==== Passage

A Simple, Visual Look at COVID-19 Data
A friend and business partner of mine was diagnosed with COVID-19 this week. I was already obsessed with how viruses spread but this really brought it home.
So I pulled up some Data, because let’s be honest, everyone
is worried about it and we don’t have any sports stats right now… so why not?
Normally a Lean Six Sigma guru like myself will use a control
chart to analyze this type of data. But I’m exhausted from doing my 10 year old’s
math homework so I thought, “What if we look at COVID-19 data using simple
color coding in Excel and see if anything stands out?”
(My Lean Sensei taught me PGA, analyze data Practically first, the method I’m showing here, then Graphically, then Analytically)
A Simple Visual Approach
I filtered out any countries with fewer than 3,000 cases of the Corona Virus. Then I used conditional formatting in each column to make anomalies stand out. The last 2 columns show the data normalized to the number of cases so countries with higher or lower populations aren’t singled out. Finally I sorted the Death Rate / Total Cases column from largest to smallest.
What do we see?
- Well Italy and
Spain are having a rough go. Check out the Deaths per 1 Million population column.

========
==== Data for analysis

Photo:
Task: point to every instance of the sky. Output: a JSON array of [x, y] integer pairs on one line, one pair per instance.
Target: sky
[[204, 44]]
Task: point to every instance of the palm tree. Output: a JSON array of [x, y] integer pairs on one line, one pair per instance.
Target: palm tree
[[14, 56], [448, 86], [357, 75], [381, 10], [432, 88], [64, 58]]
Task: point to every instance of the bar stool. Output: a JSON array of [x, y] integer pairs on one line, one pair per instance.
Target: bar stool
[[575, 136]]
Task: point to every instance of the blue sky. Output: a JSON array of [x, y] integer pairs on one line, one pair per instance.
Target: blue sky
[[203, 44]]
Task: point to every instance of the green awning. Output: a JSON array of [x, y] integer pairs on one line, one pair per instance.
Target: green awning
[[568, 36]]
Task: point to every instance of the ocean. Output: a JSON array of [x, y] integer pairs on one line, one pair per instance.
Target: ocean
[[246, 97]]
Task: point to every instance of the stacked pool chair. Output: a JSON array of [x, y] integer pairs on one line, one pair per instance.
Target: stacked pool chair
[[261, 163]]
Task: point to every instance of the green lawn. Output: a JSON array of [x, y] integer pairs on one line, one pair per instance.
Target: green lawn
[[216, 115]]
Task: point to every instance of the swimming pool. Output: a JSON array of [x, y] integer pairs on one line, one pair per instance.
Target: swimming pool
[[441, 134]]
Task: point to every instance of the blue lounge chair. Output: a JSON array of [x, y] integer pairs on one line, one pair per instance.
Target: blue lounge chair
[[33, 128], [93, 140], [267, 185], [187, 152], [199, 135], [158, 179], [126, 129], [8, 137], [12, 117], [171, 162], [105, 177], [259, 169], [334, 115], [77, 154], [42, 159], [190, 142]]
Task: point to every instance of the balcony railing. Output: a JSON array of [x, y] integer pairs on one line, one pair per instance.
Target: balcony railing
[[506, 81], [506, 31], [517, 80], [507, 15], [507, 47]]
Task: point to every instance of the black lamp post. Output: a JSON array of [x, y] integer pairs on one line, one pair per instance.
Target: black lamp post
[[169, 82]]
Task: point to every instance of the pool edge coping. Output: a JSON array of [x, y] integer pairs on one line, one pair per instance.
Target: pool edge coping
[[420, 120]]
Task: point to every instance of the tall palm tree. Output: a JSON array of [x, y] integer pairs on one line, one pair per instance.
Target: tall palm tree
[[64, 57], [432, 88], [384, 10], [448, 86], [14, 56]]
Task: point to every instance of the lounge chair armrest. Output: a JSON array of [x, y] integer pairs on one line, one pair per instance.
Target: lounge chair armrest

========

Required actions —
1. Answer these questions about the COVID-19 post:
(a) Countries with fewer than how many cases were filtered out?
(b) What three words make up PGA, in order?
(c) Which two countries are described as having a rough go?
2. Rewrite the paragraph of the COVID-19 post beginning "I filtered out any countries" as a short list of steps.
Answer from the COVID-19 post alone.

Answer section —
1.
(a) 3,000 cases
(b) Practically, Graphically, Analytically
(c) Italy and Spain

2.
- Removed countries with fewer than 3,000 cases of the Corona Virus.
- Used conditional formatting in each column to make anomalies stand out.
- Normalized the data in the last 2 columns to the number of cases so countries with higher or lower populations aren't singled out.
- Sorted the Death Rate / Total Cases column from largest to smallest.